WHAT THIS TASK INVOLVES: Please repeat only these lines, exactly: the one containing "Objective — one dot per instance of the wooden" and all that come after it in the material.
═══ DATASET EXTRACT ═══
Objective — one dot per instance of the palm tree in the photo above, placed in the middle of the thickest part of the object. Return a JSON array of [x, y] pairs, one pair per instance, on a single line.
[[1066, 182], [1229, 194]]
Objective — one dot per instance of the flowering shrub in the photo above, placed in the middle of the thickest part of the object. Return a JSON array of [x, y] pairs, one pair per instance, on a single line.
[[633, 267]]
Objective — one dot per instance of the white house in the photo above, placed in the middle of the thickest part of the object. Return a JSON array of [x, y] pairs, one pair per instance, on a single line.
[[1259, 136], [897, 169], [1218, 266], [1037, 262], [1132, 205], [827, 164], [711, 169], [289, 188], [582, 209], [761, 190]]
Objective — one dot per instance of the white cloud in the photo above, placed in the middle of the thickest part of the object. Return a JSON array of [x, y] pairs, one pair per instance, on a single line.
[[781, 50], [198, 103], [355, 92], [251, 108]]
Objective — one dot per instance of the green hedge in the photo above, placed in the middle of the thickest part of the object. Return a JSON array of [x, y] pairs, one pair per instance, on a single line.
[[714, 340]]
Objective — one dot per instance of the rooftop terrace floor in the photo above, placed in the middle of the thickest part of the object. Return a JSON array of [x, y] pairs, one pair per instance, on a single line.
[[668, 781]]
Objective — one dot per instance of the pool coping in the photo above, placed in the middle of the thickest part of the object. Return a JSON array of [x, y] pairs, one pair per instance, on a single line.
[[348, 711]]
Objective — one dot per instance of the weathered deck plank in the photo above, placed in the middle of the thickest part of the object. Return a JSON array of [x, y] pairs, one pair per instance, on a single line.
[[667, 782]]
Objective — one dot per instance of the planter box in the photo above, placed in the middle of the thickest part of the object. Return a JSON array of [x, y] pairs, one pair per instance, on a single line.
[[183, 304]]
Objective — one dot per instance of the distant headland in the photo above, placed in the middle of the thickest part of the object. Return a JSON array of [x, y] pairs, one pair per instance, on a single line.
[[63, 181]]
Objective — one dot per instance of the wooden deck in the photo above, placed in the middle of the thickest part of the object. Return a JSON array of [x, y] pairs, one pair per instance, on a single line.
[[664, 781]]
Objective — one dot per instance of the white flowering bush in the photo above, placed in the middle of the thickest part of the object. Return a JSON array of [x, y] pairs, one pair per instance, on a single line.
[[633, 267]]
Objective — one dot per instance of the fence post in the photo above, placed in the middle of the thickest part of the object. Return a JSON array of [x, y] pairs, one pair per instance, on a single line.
═══
ANSWER TO THE PROBLEM:
Objective — one dot per instance of the wooden deck in the photo above, placed in the middle of the thickest part of the object. Return a JSON array of [x, y] pairs, one pair per instance, on a single line.
[[664, 781]]
Objective — one dot per instance of the white flowering bush in the photo above, placed in the middle of the thickest part of the object. Return a JSON array of [x, y] pairs, one pair per instance, on a single line.
[[633, 267]]
Objective — one dot per instance of the fence post in the photo above, placed in the middle of the thickest part of the object. Return a JSON array of [x, y] pairs, one pair per instance, on a single line.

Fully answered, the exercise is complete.